* [Given request]
Copy every line of the entries, starting at the line containing "Guideline: mark the concrete" and ending at the line containing "[[378, 658], [435, 35]]", with both of those lines included. Keep everything else unchanged, and adjust each coordinate in the answers by -74.

* [Records provided]
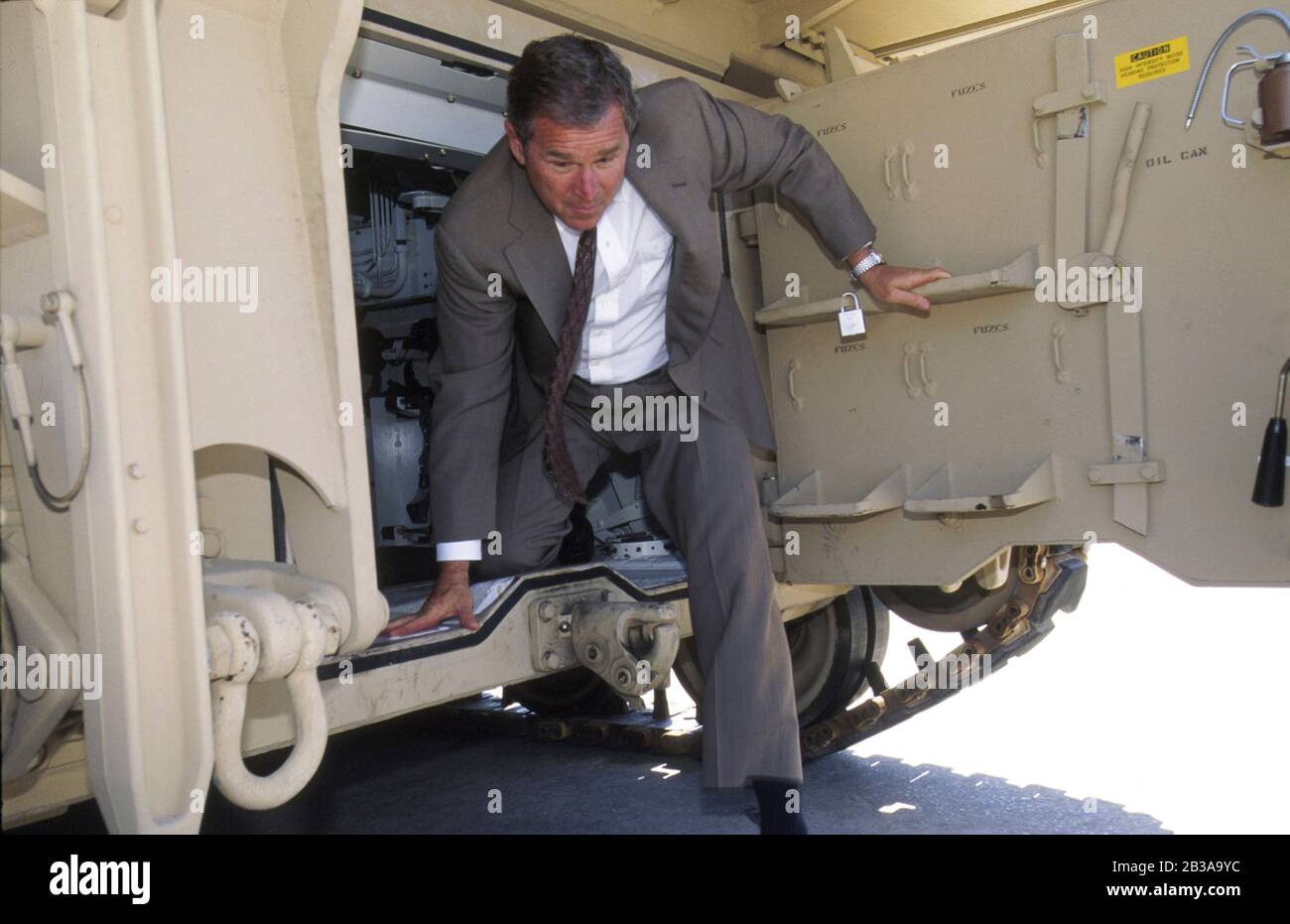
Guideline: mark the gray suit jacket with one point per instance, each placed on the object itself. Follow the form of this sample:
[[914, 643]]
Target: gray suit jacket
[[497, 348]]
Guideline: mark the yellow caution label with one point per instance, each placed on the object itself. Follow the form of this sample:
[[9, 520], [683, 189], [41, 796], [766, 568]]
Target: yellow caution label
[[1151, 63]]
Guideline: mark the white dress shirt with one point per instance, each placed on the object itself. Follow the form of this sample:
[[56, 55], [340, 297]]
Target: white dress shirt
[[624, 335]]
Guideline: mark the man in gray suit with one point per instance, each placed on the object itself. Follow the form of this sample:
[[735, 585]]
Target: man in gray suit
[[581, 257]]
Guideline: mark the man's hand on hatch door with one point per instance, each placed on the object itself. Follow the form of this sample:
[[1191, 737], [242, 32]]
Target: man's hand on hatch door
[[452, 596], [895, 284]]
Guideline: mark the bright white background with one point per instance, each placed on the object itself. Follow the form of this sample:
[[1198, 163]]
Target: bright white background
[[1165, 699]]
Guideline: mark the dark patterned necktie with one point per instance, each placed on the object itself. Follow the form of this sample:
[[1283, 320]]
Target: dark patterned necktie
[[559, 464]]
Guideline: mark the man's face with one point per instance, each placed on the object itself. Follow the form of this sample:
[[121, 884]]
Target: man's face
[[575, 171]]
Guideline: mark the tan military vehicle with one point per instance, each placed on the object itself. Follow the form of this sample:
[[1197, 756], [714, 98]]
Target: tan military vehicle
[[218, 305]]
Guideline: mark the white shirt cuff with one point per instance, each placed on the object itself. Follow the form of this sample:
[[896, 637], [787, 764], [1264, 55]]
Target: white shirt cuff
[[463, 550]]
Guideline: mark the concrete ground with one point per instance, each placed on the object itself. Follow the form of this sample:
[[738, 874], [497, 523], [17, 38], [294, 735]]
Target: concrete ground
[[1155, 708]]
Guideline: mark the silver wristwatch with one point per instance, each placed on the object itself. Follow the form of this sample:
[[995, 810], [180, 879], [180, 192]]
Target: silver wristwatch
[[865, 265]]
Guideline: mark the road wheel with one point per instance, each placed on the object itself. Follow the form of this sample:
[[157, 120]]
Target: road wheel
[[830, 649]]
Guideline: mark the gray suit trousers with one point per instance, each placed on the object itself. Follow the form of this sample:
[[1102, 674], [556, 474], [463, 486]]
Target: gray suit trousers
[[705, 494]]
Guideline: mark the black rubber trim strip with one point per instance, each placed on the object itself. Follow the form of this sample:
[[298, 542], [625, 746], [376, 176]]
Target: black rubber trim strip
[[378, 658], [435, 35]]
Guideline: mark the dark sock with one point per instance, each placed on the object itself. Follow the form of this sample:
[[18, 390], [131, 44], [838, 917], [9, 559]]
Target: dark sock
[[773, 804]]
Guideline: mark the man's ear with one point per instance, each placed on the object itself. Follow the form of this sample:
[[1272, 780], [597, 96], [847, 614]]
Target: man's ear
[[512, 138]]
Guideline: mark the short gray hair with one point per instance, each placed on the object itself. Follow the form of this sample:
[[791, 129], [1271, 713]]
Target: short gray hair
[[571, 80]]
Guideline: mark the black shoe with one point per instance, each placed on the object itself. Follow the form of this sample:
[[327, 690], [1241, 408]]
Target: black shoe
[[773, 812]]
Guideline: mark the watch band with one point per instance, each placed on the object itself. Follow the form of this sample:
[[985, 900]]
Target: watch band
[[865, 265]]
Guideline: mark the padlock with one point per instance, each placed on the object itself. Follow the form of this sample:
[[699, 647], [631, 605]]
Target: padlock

* [Answer to the exercise]
Guideline: mark the concrete ground with one point per instance, each placed on the object itself. Follow the form of this sample:
[[738, 874], [497, 523], [17, 38], [294, 735]]
Target: concrete ground
[[1081, 634]]
Guideline: mark the silver wristwatch with one point per instance, each placed on the object itself. Follow the form of this sample:
[[995, 810], [180, 879], [180, 192]]
Target: silver wristwatch
[[791, 191]]
Guideline: mark the road wheel with one point per instance, each placed on the object itself. Follow the form of this sample:
[[157, 120]]
Target: road wheel
[[756, 575]]
Guideline: mark the gray suit trousers with one point per instance, each placed on the object itself. Follow the form of this sample:
[[1102, 674], [556, 474], [463, 486]]
Target: gray suit trousers
[[631, 420]]
Guideline: mark the black rubber trim strip with one point per instance, each placed on the object itself. Follow the form of this sample:
[[298, 542], [625, 746], [376, 176]]
Target: black rubber trim strip
[[304, 584], [361, -39]]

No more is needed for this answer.